### INPUT MATERIAL

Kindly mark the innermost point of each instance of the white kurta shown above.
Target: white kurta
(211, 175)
---
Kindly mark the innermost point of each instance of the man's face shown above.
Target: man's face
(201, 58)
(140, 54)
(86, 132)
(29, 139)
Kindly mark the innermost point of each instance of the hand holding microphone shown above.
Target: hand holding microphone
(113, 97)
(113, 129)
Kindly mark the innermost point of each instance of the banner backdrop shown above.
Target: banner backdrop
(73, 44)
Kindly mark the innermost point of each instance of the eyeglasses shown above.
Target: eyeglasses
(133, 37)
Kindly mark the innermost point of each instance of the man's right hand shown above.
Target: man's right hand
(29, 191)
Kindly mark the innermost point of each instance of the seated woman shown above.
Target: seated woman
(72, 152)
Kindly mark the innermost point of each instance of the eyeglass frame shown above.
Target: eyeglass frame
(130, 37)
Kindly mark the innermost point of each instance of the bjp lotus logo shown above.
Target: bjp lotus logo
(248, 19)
...
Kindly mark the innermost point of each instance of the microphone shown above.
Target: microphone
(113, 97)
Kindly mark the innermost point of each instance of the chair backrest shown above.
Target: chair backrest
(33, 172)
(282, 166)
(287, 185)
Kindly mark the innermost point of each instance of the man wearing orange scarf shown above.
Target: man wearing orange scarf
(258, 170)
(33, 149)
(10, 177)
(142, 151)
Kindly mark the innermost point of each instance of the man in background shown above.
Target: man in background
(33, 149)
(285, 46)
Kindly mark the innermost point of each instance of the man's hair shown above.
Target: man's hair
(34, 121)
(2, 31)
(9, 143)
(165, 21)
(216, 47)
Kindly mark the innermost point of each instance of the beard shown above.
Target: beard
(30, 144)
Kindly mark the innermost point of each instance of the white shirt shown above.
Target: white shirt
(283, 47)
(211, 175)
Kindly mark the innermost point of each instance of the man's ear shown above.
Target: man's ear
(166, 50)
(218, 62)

### WORK TASK
Taking the listing above as the source, transcribe only the lines starting at the line with "scarf shown above." and going through the line with "hair shown above.", unaltered and with both ends included.

### SOLUTION BELOW
Kindly mark the innermost point of each instance of the man wearing orange scarf shown above.
Target: man wearing orange scarf
(258, 170)
(33, 149)
(10, 177)
(142, 151)
Kindly mark the innermost point of each instance of the man in background shown above.
Target: man in background
(33, 149)
(285, 46)
Kindly mark the innermost point of each instance of the man's hair shown above.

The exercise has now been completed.